# CHALLENGE:
Reproduce the listing from the line containing "window in the photo above." through the end of the listing, replacing "arched window" with "rounded window" and leaving everything else unchanged.

# SOURCE RECORDS:
——
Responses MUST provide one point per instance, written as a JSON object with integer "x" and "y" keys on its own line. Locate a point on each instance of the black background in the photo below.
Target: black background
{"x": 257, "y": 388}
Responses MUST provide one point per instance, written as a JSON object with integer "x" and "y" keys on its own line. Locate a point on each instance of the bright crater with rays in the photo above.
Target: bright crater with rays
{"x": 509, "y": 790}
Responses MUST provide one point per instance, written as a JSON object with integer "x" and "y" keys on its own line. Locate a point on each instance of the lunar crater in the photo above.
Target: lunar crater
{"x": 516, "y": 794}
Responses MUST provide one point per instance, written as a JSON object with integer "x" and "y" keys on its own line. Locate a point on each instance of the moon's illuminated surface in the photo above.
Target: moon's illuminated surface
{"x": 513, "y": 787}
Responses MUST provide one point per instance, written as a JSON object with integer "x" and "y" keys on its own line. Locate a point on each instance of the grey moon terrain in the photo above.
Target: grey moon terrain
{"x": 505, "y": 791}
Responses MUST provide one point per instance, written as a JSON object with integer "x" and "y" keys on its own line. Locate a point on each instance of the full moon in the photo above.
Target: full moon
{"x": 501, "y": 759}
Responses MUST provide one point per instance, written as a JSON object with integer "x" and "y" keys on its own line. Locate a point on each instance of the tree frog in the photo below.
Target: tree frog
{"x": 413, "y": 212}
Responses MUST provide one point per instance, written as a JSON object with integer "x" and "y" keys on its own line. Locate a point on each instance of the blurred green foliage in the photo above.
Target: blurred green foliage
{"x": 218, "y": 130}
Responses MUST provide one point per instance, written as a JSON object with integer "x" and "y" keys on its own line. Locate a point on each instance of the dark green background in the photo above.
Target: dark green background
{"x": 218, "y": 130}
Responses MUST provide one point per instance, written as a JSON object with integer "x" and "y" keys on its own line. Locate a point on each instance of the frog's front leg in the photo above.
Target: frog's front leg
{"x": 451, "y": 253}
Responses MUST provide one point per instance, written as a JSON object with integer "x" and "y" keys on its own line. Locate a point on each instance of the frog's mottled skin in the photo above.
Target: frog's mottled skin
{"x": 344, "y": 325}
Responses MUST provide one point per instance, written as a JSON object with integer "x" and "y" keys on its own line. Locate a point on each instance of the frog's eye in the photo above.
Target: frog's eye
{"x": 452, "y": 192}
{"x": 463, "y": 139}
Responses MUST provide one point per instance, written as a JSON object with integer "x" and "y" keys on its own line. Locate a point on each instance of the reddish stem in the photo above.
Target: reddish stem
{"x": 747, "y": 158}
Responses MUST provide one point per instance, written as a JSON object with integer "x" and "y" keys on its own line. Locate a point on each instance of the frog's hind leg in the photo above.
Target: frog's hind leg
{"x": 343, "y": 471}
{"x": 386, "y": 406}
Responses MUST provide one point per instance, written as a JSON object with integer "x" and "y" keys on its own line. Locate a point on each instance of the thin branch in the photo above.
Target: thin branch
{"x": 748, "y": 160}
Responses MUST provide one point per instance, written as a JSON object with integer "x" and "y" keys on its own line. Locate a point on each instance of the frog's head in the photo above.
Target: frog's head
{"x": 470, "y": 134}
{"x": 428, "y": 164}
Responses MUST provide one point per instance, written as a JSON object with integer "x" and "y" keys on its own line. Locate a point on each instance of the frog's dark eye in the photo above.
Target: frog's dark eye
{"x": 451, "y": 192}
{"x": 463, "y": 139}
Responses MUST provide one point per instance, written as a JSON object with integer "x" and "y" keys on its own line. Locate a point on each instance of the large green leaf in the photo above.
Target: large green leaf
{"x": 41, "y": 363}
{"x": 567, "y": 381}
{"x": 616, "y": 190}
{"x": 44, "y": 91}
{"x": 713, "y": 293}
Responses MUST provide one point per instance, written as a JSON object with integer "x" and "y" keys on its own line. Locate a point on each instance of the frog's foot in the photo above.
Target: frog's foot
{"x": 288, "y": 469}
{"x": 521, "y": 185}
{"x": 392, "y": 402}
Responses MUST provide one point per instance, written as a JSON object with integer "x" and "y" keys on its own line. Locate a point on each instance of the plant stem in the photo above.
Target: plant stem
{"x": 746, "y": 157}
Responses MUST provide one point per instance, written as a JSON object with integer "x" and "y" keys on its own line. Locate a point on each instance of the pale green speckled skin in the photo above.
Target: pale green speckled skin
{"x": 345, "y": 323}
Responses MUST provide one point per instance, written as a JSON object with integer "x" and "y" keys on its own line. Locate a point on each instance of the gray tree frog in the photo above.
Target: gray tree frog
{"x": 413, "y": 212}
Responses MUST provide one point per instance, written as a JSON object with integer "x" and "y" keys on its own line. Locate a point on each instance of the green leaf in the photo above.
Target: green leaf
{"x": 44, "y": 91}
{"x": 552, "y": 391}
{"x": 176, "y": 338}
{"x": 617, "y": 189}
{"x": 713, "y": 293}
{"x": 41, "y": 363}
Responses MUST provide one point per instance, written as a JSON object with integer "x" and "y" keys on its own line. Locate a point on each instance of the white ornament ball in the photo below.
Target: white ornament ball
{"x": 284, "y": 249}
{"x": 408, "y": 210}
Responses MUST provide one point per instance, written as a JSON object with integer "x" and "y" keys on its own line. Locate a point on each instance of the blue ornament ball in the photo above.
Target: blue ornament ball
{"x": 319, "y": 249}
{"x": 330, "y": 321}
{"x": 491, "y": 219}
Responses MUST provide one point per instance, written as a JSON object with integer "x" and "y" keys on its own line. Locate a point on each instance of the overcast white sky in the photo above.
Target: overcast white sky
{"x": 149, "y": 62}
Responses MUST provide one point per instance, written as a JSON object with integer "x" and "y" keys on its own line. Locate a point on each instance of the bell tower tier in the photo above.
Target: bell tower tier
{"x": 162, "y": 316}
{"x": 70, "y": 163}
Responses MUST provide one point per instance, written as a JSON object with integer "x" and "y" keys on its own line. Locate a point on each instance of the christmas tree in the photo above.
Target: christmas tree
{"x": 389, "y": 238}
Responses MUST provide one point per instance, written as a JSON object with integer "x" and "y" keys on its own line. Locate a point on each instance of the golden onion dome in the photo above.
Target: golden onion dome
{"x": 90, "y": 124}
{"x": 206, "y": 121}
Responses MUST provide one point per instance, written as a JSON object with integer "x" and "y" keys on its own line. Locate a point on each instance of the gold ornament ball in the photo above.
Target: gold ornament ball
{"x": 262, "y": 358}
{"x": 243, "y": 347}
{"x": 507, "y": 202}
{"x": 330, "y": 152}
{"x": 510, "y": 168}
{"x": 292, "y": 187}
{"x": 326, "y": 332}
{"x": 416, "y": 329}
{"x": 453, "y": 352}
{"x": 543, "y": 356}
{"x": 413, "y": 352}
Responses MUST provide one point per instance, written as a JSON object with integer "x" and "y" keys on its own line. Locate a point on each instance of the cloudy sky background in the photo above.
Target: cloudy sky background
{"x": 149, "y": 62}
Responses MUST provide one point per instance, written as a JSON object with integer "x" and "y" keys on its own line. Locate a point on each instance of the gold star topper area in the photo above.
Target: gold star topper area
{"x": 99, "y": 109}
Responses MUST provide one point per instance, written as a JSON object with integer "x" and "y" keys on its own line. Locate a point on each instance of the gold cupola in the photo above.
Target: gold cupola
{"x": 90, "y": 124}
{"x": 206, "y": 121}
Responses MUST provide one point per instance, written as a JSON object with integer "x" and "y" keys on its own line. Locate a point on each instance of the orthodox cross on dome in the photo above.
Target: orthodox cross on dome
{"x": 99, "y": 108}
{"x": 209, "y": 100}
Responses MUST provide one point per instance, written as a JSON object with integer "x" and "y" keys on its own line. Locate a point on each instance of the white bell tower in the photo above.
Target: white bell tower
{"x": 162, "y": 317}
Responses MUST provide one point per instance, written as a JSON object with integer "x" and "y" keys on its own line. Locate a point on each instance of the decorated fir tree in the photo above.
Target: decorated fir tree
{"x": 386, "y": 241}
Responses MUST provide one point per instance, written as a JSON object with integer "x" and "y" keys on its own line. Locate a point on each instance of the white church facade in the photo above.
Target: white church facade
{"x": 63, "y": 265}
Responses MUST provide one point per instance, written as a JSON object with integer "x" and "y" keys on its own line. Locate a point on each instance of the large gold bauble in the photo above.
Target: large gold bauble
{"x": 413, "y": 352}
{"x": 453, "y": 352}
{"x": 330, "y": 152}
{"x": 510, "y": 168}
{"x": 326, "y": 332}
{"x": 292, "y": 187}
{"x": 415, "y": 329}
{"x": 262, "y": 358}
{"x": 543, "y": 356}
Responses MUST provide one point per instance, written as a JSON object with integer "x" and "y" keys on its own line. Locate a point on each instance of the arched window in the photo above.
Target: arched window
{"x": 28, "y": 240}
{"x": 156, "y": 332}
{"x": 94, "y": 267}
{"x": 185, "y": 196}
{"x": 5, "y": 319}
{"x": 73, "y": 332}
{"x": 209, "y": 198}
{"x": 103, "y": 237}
——
# ANSWER FOR THE TASK:
Responses MUST provide one point per instance, written as a JSON object with integer "x" and "y" keys on its own line. Locate a point on each instance of the rounded window in the photo above.
Target: rounded window
{"x": 28, "y": 240}
{"x": 156, "y": 332}
{"x": 94, "y": 267}
{"x": 185, "y": 196}
{"x": 5, "y": 319}
{"x": 73, "y": 332}
{"x": 209, "y": 198}
{"x": 103, "y": 237}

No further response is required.